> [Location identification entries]
__________________________________________________

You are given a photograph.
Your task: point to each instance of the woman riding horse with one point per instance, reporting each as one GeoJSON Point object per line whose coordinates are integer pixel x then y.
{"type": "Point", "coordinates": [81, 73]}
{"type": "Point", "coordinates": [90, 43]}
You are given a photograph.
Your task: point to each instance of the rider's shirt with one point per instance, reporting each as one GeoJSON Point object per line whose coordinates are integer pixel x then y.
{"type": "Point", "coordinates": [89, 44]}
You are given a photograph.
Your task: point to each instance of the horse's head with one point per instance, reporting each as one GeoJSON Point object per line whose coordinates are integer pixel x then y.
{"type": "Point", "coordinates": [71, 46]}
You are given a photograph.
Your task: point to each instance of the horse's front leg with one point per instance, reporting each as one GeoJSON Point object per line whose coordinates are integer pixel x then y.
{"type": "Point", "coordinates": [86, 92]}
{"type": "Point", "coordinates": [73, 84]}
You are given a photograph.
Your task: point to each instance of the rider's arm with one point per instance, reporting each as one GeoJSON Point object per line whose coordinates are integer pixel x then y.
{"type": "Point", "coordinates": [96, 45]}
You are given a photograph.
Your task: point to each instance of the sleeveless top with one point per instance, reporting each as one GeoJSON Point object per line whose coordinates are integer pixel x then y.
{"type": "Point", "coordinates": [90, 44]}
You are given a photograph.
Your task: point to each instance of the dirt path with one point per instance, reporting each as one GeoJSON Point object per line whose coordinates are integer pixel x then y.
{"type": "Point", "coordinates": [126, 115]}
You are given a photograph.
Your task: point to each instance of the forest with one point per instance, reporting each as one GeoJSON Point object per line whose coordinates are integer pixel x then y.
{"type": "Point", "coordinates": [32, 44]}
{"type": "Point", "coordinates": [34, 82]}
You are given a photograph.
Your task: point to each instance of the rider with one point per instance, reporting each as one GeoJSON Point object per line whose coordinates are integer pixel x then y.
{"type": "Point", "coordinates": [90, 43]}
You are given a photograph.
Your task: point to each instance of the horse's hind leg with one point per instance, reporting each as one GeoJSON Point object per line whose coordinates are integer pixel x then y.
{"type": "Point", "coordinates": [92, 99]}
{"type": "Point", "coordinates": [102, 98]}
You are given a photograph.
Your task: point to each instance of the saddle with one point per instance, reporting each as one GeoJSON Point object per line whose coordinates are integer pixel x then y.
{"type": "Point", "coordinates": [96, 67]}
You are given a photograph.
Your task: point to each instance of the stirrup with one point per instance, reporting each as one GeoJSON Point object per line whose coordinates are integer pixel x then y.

__________________________________________________

> [Work required]
Print the listing above in full, exactly as it is.

> [Solution to the problem]
You are given a photograph.
Your task: point to each instance of the woman riding horse with one point per instance, reporting each as one GeoJSON Point object per line whose coordinates are integer pixel x then y.
{"type": "Point", "coordinates": [81, 73]}
{"type": "Point", "coordinates": [90, 43]}
You are given a photograph.
Your task: point to each instance of the rider's shirt with one point per instance, reporting each as one GeoJSON Point object per line whose coordinates are integer pixel x then y.
{"type": "Point", "coordinates": [89, 44]}
You are given a photograph.
Your task: point to each instance of the horse's head with one point per instance, reporting each as one GeoJSON Point object per line whose coordinates are integer pixel x then y.
{"type": "Point", "coordinates": [71, 46]}
You are given a photograph.
Your task: point to each instance of the horse's front leg with one point per instance, reporting each as one GeoJSON Point object per line whose coordinates are integer pixel x then y.
{"type": "Point", "coordinates": [86, 92]}
{"type": "Point", "coordinates": [73, 84]}
You are given a photograph.
Your task: point to each instance of the rider's arm with one point per instance, reporting each as one GeoJSON Point object per line whose coordinates are integer pixel x then y.
{"type": "Point", "coordinates": [96, 45]}
You are given a photograph.
Your task: point to each instance of the sleeveless top with one point per instance, reporting each as one GeoJSON Point object per line whose coordinates are integer pixel x then y.
{"type": "Point", "coordinates": [90, 44]}
You are given a photograph.
Your task: point to each instance of the dirt path with one point per instance, reporting each as one GeoJSON Point object per line whose coordinates are integer pixel x then y.
{"type": "Point", "coordinates": [126, 115]}
You are given a photograph.
Your task: point to each instance of the forest with one point per instance, reporting each as one GeoJSON Point object per line whose coordinates are integer pixel x then y.
{"type": "Point", "coordinates": [32, 44]}
{"type": "Point", "coordinates": [34, 82]}
You are given a photograph.
Your task: point to each instance of the rider with one point per instance, reporting each as one GeoJSON Point object per line whose coordinates are integer pixel x then y.
{"type": "Point", "coordinates": [90, 43]}
You are given a photograph.
Your task: point to each instance of the horse's hind leg with one point per instance, reporting each as one GeoJSON Point object per line whose coordinates are integer pixel x then y.
{"type": "Point", "coordinates": [92, 99]}
{"type": "Point", "coordinates": [102, 98]}
You are given a photograph.
Your task: point to each instance of the saddle with one point per instance, reporting each as one GeoJSON Point object per line whose coordinates are integer pixel x then y.
{"type": "Point", "coordinates": [96, 67]}
You are given a photograph.
Your task: point to each instance of the stirrup with one point per instance, reporting each as one GeoJSON Point object per line whose coordinates are integer pixel x then y.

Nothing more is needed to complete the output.